Using the entries below, transcribe exactly the line containing "of the distant" and each line that follows it to the end.

►

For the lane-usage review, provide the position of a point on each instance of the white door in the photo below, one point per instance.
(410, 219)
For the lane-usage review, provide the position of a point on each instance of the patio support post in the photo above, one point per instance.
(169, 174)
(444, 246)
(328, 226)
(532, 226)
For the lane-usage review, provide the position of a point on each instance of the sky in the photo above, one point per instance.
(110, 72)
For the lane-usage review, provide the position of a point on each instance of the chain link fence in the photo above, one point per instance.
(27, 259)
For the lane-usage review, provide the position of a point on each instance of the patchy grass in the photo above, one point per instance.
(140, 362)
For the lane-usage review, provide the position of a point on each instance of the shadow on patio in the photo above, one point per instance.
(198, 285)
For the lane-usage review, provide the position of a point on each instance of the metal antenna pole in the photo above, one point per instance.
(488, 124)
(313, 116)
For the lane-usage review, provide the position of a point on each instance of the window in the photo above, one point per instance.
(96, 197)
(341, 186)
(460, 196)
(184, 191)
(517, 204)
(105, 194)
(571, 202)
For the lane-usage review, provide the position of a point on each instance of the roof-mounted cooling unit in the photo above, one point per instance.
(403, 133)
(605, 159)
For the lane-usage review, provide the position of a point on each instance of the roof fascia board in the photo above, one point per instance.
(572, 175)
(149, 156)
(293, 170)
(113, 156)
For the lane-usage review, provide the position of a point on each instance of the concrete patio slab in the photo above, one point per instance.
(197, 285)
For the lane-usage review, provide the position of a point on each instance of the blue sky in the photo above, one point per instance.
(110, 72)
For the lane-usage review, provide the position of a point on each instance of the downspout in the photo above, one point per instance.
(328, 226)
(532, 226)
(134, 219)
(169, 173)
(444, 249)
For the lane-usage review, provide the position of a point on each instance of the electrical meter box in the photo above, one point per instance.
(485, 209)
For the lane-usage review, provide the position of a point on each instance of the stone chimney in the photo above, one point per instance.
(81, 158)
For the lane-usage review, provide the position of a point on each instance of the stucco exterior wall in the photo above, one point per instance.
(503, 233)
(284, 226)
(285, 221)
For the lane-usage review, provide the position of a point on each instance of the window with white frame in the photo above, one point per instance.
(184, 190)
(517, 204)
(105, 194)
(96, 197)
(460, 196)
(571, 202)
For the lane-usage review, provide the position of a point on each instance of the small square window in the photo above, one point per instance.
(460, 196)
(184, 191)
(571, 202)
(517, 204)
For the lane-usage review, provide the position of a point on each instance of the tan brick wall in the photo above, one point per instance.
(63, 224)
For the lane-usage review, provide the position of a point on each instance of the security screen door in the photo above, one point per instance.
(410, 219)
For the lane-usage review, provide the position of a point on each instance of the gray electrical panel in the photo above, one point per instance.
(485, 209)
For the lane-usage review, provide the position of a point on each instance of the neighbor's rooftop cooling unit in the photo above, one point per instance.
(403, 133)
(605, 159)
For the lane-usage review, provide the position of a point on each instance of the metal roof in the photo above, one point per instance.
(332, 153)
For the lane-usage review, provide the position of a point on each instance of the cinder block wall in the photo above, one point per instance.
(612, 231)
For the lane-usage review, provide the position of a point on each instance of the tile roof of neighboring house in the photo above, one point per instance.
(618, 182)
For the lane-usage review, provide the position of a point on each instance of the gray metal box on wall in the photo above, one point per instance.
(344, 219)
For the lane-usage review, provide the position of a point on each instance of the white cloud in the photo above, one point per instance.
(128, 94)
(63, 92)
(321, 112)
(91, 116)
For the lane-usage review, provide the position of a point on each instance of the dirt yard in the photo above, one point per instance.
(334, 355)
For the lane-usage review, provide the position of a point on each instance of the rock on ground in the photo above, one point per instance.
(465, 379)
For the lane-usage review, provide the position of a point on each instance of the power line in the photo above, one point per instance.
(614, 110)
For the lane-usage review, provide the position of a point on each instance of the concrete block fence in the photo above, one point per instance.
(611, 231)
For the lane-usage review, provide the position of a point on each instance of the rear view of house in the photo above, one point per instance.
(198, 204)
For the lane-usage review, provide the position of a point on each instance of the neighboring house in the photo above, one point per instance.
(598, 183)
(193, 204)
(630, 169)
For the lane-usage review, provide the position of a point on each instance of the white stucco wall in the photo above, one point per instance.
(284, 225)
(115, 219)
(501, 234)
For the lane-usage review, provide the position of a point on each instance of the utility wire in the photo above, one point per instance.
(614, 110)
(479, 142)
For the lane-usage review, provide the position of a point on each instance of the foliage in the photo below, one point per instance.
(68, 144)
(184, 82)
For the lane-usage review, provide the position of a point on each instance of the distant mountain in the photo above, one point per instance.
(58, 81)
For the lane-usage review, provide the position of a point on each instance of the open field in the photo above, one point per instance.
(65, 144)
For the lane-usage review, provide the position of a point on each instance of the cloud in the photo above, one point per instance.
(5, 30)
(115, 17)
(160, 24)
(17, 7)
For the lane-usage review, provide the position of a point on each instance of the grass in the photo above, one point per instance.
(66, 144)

◄

:: TASK RESPONSE ::
For the lane-usage review, provide the position of a point on each instance of the distant mountain in the photo above, one point per instance.
(58, 81)
For the lane-usage review, provide the position of a point on each instance of the open field in the photo above, one point per instance.
(65, 144)
For the lane-usage review, provide the position of a point on each instance of the cloud in the photo above, one point per instance.
(5, 30)
(115, 17)
(160, 24)
(17, 7)
For the lane-usage review, provide the position of a point on each instance of the grass in the photo above, one point per instance.
(66, 144)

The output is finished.